═════ Document extract ═════

Tonight has been one trigger after another, after another.
It doesn’t matter what the fuck the cause was. Or the result, or the aftermath. Or even the aftermath of the aftermath.
Because it was all wrong. And it was all fucked up.
Be it the events of the week (my appointment with my neuromuscular doc where I realized how much my disease has progressed in the last year), or just the events of the evening (where I didn’t feel heard or cared about or any of the above)…
It sucked. The entire night sucked.
There wasn’t a good part about it.
From 7pm, to where I sit on the bathroom with my 100+# doggo at nearly midnight.
This week has been fucked up. Tonight has been fucked up. And honestly, I want to die.
I’m the closest I’ve been in a while to intentionally having too much of one thing or another, and permanently going to sleep.
And it’s not that I want to.
I don’t.
I don’t want to stop the good. Or the hopeful.
It’s just…I keep being promised the bad. And the hard. And the hurtful.
To be honest, I feel like more of a burden to my family than they deserve. For more reasons than one. To be insured, it’ll take food out of their mouths. Actual money out of our paycheck. Which we do not have to give.

═════ Dataset excerpts ═════

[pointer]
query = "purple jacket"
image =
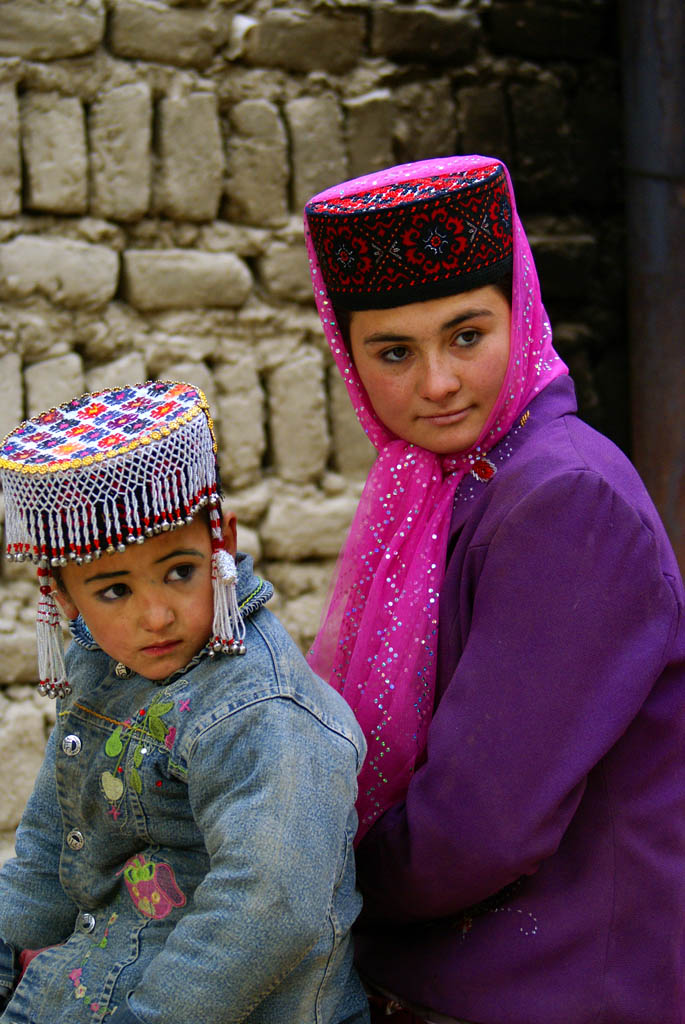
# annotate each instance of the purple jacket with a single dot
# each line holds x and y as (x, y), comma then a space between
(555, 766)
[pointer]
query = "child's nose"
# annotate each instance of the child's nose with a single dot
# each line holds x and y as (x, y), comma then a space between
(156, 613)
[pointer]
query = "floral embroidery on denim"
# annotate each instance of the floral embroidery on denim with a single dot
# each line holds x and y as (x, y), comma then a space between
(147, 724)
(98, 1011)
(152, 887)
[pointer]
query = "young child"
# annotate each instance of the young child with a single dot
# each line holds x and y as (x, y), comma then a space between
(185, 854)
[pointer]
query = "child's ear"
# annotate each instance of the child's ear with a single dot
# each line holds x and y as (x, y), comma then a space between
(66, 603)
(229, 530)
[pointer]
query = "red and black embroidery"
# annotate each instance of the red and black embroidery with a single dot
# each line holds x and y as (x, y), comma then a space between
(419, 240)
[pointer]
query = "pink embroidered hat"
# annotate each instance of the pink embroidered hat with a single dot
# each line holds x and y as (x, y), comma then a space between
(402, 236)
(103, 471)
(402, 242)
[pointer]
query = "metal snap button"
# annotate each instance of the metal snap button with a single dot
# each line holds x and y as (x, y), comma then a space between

═════
═════ Dataset excerpts ═════

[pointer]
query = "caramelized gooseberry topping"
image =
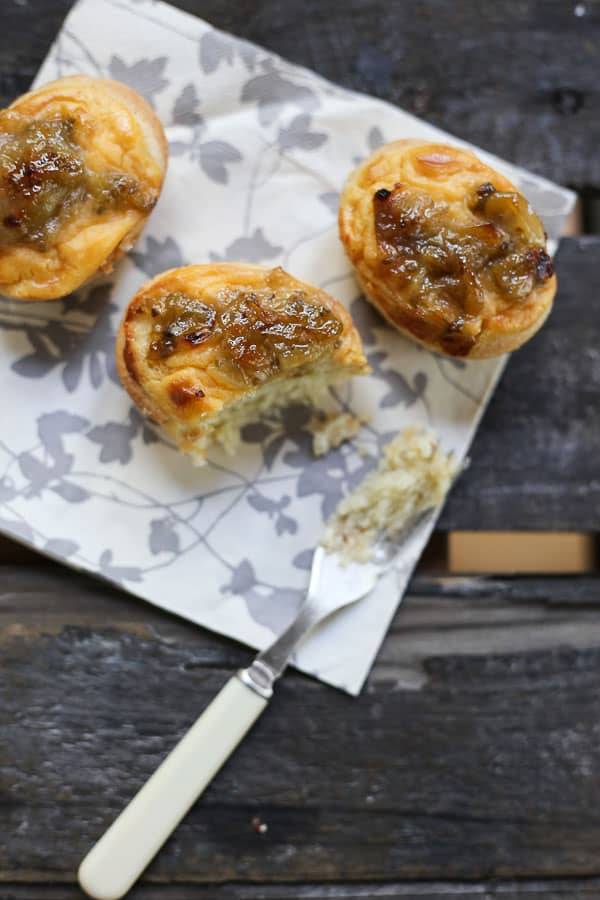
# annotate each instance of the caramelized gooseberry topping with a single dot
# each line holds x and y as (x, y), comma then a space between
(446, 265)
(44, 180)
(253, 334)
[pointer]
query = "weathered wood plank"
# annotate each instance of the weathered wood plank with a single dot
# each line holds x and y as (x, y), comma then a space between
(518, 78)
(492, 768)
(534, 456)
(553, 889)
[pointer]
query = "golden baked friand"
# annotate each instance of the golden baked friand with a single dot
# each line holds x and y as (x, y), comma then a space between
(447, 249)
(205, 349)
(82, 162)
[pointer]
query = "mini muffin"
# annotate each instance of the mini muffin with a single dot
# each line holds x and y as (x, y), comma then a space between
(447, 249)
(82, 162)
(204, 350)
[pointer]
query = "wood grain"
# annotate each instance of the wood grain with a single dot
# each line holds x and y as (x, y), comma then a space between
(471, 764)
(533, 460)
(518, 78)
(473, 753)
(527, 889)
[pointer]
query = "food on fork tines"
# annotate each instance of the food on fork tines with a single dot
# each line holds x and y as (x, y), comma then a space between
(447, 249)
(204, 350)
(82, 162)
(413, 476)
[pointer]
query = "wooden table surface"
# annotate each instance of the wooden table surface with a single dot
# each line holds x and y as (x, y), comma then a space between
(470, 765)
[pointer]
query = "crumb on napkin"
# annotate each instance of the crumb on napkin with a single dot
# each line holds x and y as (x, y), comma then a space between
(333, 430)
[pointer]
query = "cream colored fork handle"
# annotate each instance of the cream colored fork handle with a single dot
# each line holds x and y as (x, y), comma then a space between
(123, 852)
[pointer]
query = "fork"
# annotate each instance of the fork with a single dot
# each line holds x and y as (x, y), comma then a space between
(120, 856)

═════

● **Problem requirements**: Go on with the personal post about a hard night, picking up after its final sentence. The records come from a separate source.

● **Answer to the problem**:
And to be uninsured….its a risk to everyone in guaranteed exorbitant medical bills. And they don’t deserve that either.
But…..to not exist and to spare them from all of that?
That seems like an option worth exploring. Especially tonight. During the hard. During the fucked up and impossible.
I saved my doggos life when he showed up starving and neglected at my back door nearly 6 months ago.
And now he’s doing his best to save my life in return.
He’s killing it, honestly. Because I had a lot of intentions of not waking up tomorrow. But we took some selfies instead. And I’m trying my best. I really freaking am.
Joy can exist. Hope can exist. But sometimes…it’s just too fucking hard to see.
Tonight has been unfathomably brutal.
But I didn’t fall back into my worst patterns and habits. I didn’t make any mistakes I’d be permanently regretful of.
And I’m not dead. Yet.
Not dead yet.
My genetic disorder wants to kill me.
My depression wants to kill me.
But they don’t fucking get to make those choices for me.
Fuck ALL OF THAT.
I’m in charge here.
So fuck all of it.
The physical health. The mental health. And the things I don’t get a say in.
I make my own choices.
And I’m so much fucking stronger than you’ll ever admit to out loud.
I win this fight. Me.
Not my fatal genetic disorder. Not depression.
I WIN. Me.
And not a god damn thing other than that.
No matter how long these damn nights are.